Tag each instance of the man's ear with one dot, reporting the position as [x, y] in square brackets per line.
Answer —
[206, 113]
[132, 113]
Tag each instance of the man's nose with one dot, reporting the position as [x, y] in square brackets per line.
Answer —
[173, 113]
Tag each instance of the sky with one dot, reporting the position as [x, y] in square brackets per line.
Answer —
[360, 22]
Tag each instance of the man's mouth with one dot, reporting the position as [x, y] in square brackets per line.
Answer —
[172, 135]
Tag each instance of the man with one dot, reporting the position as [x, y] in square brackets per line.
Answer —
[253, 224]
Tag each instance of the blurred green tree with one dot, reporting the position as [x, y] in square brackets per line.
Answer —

--*--

Count every line in the listing that holds the word "each". Report the count and nothing else.

6